- _SET TASK_:
Rewrite the rows as a numbered list, beginning with the first row and stopping after the row that contains "(217, 78), (225, 86)". Leave out any blank lines.

______

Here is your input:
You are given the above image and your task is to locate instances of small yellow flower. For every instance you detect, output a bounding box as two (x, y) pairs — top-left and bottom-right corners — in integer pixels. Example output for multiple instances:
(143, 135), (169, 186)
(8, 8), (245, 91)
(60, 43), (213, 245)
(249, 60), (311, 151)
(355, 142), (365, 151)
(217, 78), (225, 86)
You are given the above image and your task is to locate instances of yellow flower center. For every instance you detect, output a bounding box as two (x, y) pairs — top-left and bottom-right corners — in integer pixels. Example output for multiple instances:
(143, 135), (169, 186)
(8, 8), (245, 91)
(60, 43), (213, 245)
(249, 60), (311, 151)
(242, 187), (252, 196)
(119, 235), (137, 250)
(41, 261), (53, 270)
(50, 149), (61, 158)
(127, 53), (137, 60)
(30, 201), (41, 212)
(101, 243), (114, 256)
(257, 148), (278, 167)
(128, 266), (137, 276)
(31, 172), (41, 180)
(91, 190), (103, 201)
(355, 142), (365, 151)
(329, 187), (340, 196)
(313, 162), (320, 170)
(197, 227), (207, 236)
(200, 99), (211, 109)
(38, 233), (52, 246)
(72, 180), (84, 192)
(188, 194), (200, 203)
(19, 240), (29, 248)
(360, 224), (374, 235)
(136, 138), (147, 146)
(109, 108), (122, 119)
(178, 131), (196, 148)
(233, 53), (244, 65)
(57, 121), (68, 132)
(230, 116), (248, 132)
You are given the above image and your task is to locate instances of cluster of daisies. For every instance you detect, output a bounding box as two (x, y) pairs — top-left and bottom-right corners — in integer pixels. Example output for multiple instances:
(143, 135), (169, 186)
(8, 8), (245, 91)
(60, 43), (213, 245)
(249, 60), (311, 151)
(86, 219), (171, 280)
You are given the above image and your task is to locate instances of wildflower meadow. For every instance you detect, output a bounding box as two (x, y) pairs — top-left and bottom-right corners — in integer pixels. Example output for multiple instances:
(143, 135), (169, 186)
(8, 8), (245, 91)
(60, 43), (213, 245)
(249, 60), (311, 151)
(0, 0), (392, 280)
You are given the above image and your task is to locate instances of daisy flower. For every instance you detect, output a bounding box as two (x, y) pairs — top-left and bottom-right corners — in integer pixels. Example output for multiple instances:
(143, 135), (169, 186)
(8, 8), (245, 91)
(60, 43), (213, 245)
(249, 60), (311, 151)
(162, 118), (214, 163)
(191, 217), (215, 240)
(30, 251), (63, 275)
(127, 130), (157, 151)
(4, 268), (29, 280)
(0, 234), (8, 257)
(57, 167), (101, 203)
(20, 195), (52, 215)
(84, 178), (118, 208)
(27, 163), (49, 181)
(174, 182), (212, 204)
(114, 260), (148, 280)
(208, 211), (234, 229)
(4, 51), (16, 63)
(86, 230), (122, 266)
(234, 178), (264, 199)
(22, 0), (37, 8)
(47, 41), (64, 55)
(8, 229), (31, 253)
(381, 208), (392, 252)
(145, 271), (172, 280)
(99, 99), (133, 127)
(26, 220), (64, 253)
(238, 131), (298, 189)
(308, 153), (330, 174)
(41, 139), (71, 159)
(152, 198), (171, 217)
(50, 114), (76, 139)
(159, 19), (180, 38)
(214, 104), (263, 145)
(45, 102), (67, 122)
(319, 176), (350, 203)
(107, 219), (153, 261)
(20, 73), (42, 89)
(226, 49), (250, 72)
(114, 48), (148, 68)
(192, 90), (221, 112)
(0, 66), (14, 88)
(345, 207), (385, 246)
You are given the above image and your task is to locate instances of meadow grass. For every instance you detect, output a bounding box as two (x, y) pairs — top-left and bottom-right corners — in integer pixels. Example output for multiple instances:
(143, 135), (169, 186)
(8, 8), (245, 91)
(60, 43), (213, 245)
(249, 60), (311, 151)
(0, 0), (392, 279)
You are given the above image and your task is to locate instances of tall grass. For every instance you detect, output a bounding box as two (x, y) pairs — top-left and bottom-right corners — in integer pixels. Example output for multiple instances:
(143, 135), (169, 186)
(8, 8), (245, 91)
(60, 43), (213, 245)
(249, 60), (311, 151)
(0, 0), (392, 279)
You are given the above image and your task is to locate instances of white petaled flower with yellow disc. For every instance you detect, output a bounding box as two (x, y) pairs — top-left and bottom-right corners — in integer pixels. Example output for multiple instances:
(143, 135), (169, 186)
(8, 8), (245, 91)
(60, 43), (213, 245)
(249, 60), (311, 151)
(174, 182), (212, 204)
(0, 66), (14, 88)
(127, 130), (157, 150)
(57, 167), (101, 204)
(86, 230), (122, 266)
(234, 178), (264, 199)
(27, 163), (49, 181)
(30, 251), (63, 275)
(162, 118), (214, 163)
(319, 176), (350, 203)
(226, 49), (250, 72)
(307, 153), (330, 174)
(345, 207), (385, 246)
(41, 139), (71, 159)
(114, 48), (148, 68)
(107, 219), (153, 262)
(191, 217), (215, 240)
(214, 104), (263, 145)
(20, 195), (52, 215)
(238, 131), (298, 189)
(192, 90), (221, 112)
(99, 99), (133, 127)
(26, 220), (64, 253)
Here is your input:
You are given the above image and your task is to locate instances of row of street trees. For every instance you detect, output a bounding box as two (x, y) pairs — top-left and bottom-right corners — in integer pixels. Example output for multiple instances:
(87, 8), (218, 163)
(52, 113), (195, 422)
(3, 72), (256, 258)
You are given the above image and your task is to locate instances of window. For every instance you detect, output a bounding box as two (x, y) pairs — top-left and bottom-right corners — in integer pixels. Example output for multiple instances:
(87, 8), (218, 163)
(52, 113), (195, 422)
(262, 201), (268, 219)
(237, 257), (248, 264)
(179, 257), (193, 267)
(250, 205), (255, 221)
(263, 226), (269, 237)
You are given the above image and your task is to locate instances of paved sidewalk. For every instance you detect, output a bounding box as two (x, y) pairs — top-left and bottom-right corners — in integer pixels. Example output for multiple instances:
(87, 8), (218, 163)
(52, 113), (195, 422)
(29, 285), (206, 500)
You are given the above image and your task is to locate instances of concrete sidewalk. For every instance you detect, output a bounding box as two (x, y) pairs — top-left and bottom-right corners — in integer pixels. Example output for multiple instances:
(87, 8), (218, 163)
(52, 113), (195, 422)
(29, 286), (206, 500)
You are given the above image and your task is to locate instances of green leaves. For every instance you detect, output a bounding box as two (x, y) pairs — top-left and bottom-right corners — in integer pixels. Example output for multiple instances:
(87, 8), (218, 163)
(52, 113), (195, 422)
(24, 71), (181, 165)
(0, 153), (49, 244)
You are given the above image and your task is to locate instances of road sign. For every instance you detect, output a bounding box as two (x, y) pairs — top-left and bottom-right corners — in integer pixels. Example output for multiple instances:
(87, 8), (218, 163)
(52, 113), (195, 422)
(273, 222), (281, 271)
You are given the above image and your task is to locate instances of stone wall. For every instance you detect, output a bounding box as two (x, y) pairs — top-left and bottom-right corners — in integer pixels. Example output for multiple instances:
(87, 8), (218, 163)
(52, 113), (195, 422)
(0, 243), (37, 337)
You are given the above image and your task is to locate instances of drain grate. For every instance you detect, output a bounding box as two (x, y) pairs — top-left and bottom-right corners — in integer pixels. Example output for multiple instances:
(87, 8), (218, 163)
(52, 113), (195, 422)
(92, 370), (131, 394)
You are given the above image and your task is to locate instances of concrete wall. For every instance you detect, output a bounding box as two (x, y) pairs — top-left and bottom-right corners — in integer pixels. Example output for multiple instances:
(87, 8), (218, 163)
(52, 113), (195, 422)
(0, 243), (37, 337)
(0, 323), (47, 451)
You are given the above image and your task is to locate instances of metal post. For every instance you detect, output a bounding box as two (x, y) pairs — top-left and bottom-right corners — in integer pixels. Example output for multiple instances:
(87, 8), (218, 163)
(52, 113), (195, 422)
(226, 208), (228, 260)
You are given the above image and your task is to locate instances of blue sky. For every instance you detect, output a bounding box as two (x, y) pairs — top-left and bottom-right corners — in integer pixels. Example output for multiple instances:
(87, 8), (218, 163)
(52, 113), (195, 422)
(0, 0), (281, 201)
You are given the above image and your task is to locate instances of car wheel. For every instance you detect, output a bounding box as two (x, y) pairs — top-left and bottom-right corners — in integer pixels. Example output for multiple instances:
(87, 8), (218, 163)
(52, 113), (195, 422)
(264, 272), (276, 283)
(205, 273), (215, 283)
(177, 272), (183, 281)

______

- _RESPONSE TO THE EXERCISE_:
1. Here is your input:
2. You are given the above image and your task is to locate instances of small yellow flower. For every instance you detect, output a bounding box as two (x, y) pairs — top-left and bottom-right corners — in integer pixels. Example output for multiple instances:
3. (143, 135), (169, 186)
4. (8, 8), (245, 91)
5. (60, 43), (213, 245)
6. (249, 60), (311, 151)
7. (355, 142), (365, 151)
8. (217, 78), (225, 86)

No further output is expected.